**Job:**
Please convert the data below into a numbered list with one line per entry, leaving out any blank lines.

***** Extracted material *****

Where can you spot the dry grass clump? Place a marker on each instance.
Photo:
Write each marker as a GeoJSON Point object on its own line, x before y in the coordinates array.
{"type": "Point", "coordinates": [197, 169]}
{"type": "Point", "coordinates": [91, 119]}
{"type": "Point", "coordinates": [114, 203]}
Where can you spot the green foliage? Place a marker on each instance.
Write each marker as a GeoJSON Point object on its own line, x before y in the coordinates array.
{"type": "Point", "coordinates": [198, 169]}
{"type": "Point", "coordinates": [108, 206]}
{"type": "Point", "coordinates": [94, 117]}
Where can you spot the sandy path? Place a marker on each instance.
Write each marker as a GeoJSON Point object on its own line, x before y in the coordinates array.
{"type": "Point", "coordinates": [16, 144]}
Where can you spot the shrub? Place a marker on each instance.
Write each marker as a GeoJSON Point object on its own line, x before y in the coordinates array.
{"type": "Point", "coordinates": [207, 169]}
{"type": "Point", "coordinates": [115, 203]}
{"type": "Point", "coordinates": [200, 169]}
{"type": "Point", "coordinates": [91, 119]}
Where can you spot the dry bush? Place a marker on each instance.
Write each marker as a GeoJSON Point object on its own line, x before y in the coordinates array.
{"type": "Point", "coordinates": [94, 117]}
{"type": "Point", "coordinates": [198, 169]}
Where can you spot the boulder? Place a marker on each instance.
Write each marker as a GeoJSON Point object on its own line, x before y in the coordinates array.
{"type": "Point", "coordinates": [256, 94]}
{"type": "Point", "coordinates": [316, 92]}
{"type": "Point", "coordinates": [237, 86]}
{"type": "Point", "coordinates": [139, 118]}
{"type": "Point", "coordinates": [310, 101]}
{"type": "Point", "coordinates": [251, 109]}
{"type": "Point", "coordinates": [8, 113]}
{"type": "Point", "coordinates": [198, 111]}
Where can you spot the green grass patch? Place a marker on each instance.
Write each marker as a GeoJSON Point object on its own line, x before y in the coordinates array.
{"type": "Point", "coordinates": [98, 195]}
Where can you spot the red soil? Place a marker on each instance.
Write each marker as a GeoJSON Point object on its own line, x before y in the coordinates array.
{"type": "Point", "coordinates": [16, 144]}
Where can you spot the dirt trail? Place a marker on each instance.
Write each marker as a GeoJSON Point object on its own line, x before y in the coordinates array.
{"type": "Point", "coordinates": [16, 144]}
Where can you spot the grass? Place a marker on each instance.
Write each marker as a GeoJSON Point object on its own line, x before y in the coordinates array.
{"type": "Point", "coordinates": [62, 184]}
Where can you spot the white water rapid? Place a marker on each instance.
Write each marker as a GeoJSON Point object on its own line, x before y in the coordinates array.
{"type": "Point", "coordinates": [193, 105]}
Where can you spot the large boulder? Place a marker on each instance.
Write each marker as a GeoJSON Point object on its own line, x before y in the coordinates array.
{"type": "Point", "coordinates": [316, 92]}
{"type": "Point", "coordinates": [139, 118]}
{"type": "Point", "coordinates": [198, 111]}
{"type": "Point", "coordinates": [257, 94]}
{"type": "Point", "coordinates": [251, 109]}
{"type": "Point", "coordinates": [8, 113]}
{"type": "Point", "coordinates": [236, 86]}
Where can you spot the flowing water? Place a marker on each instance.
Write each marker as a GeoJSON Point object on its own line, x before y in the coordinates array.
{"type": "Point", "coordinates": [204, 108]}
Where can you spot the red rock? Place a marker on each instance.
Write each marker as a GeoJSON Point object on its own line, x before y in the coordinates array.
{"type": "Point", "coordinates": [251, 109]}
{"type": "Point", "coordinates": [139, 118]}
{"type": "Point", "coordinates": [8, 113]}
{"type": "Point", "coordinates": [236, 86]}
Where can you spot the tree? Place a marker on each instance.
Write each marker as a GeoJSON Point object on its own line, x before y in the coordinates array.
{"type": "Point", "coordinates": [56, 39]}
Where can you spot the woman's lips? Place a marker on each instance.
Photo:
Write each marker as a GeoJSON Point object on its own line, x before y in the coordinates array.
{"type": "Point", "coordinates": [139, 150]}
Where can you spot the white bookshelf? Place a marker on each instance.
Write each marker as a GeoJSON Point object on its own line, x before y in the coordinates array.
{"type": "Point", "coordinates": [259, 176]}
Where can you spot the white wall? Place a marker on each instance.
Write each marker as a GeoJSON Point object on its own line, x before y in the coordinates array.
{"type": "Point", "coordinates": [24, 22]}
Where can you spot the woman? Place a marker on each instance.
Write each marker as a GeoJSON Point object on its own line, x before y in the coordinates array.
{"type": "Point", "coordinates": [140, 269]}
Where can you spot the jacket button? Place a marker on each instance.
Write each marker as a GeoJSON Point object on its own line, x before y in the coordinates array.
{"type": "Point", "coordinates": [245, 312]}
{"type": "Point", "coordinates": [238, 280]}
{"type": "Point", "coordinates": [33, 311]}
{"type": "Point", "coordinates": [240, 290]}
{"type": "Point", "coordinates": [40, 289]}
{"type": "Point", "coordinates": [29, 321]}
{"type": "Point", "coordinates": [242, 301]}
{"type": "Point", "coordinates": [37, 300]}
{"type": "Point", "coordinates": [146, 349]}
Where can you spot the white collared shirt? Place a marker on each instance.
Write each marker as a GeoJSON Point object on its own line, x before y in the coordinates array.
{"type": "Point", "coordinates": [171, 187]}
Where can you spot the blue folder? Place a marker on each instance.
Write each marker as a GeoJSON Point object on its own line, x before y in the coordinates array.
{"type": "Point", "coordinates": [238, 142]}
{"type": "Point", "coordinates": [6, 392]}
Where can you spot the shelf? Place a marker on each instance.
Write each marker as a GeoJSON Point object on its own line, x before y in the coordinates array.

*****

**Response for this exercise:**
1. Where can you spot the dry grass clump? Place a marker on each instance.
2. Photo:
3. Write each marker as a GeoJSON Point object on its own line, x before y in the coordinates array.
4. {"type": "Point", "coordinates": [197, 169]}
5. {"type": "Point", "coordinates": [91, 119]}
6. {"type": "Point", "coordinates": [114, 203]}
7. Where can you spot the green foliage? Place a marker on each instance.
8. Write each marker as a GeoJSON Point object on its own line, x before y in the coordinates array.
9. {"type": "Point", "coordinates": [198, 169]}
10. {"type": "Point", "coordinates": [108, 206]}
11. {"type": "Point", "coordinates": [94, 117]}
12. Where can you spot the sandy path? Place a marker on each instance.
13. Write each marker as a GeoJSON Point object on its own line, x before y in the coordinates array.
14. {"type": "Point", "coordinates": [16, 144]}
15. Where can you spot the shrub? Place a marker on each instance.
16. Write each marker as a GeoJSON Point object on its own line, x before y in the coordinates array.
17. {"type": "Point", "coordinates": [207, 169]}
18. {"type": "Point", "coordinates": [115, 203]}
19. {"type": "Point", "coordinates": [200, 169]}
20. {"type": "Point", "coordinates": [91, 119]}
21. Where can you spot the dry bush? Place a marker on each instance.
22. Write each marker as a GeoJSON Point object on its own line, x before y in the coordinates array.
23. {"type": "Point", "coordinates": [94, 117]}
24. {"type": "Point", "coordinates": [198, 169]}
25. Where can you spot the boulder? Place a marker on each instance.
26. Write each marker as a GeoJSON Point object on its own line, x before y in the coordinates array.
27. {"type": "Point", "coordinates": [256, 94]}
28. {"type": "Point", "coordinates": [316, 92]}
29. {"type": "Point", "coordinates": [237, 86]}
30. {"type": "Point", "coordinates": [139, 118]}
31. {"type": "Point", "coordinates": [310, 101]}
32. {"type": "Point", "coordinates": [251, 109]}
33. {"type": "Point", "coordinates": [8, 113]}
34. {"type": "Point", "coordinates": [198, 111]}
35. Where can you spot the green grass patch? Place a marker on each instance.
36. Write each marker as a GeoJSON Point object on its own line, x before y in the coordinates array.
37. {"type": "Point", "coordinates": [98, 195]}
38. Where can you spot the red soil? Place a marker on each instance.
39. Write each marker as a GeoJSON Point object on its own line, x before y in the coordinates array.
40. {"type": "Point", "coordinates": [16, 144]}
41. Where can you spot the dirt trail? Place a marker on each instance.
42. Write each marker as a GeoJSON Point object on its own line, x before y in the coordinates array.
43. {"type": "Point", "coordinates": [16, 144]}
44. Where can you spot the grass? Place a marker on each instance.
45. Write each marker as a GeoJSON Point object on its own line, x before y in the coordinates array.
46. {"type": "Point", "coordinates": [62, 184]}
47. Where can you spot the white water rapid? Place a marker on each instance.
48. Write each marker as a GeoJSON Point object on its own line, x before y in the coordinates array.
49. {"type": "Point", "coordinates": [193, 105]}
50. Where can you spot the large boulder? Place a marker on each instance.
51. Write each marker as a GeoJSON Point object on its own line, x before y in the coordinates array.
52. {"type": "Point", "coordinates": [316, 92]}
53. {"type": "Point", "coordinates": [139, 118]}
54. {"type": "Point", "coordinates": [198, 111]}
55. {"type": "Point", "coordinates": [257, 94]}
56. {"type": "Point", "coordinates": [251, 109]}
57. {"type": "Point", "coordinates": [8, 113]}
58. {"type": "Point", "coordinates": [236, 86]}
59. Where can you spot the flowing water? Place a marker on each instance.
60. Write each marker as a GeoJSON Point object on its own line, x before y in the coordinates array.
61. {"type": "Point", "coordinates": [204, 108]}
62. Where can you spot the red rock? Place a marker on each instance.
63. Write each marker as a GeoJSON Point object on its own line, x before y in the coordinates array.
64. {"type": "Point", "coordinates": [251, 109]}
65. {"type": "Point", "coordinates": [139, 118]}
66. {"type": "Point", "coordinates": [8, 113]}
67. {"type": "Point", "coordinates": [236, 86]}
68. Where can you spot the tree? Place a marker on each instance.
69. Write each marker as a GeoJSON Point object on its own line, x before y in the coordinates array.
70. {"type": "Point", "coordinates": [56, 39]}
71. Where can you spot the woman's lips? Place a marker on each instance.
72. Photo:
73. Write each marker as a GeoJSON Point object on its own line, x before y in the coordinates array.
74. {"type": "Point", "coordinates": [139, 150]}
75. Where can you spot the white bookshelf? Place a marker on each instance.
76. Write each marker as a GeoJSON Point object on its own line, x before y in the coordinates array.
77. {"type": "Point", "coordinates": [259, 176]}
78. Where can you spot the white wall? Place a marker on each instance.
79. Write each marker as a GeoJSON Point object on its own line, x before y in the coordinates array.
80. {"type": "Point", "coordinates": [24, 22]}
81. Where can you spot the woman? Place a marker on each instance.
82. Write each marker as a GeoJSON Point object on its own line, x before y in the coordinates array.
83. {"type": "Point", "coordinates": [140, 269]}
84. Where can you spot the jacket button? Place a marker on each instance.
85. Write each marker as a GeoJSON Point object on its own line, x before y in the coordinates array.
86. {"type": "Point", "coordinates": [245, 312]}
87. {"type": "Point", "coordinates": [238, 280]}
88. {"type": "Point", "coordinates": [33, 311]}
89. {"type": "Point", "coordinates": [240, 290]}
90. {"type": "Point", "coordinates": [40, 289]}
91. {"type": "Point", "coordinates": [29, 321]}
92. {"type": "Point", "coordinates": [242, 301]}
93. {"type": "Point", "coordinates": [37, 300]}
94. {"type": "Point", "coordinates": [146, 349]}
95. Where can you spot the white collared shirt? Place a marker on each instance.
96. Write each marker as a GeoJSON Point object on its own line, x before y in the coordinates array.
97. {"type": "Point", "coordinates": [171, 187]}
98. Where can you spot the blue folder? Place a marker on each instance.
99. Write each marker as a GeoJSON Point object on its own line, x before y in the coordinates array.
100. {"type": "Point", "coordinates": [238, 142]}
101. {"type": "Point", "coordinates": [6, 392]}
102. Where can you spot the shelf? Place a marker on each instance.
103. Write each marker as a GeoJSON Point object on its own line, x before y in the coordinates array.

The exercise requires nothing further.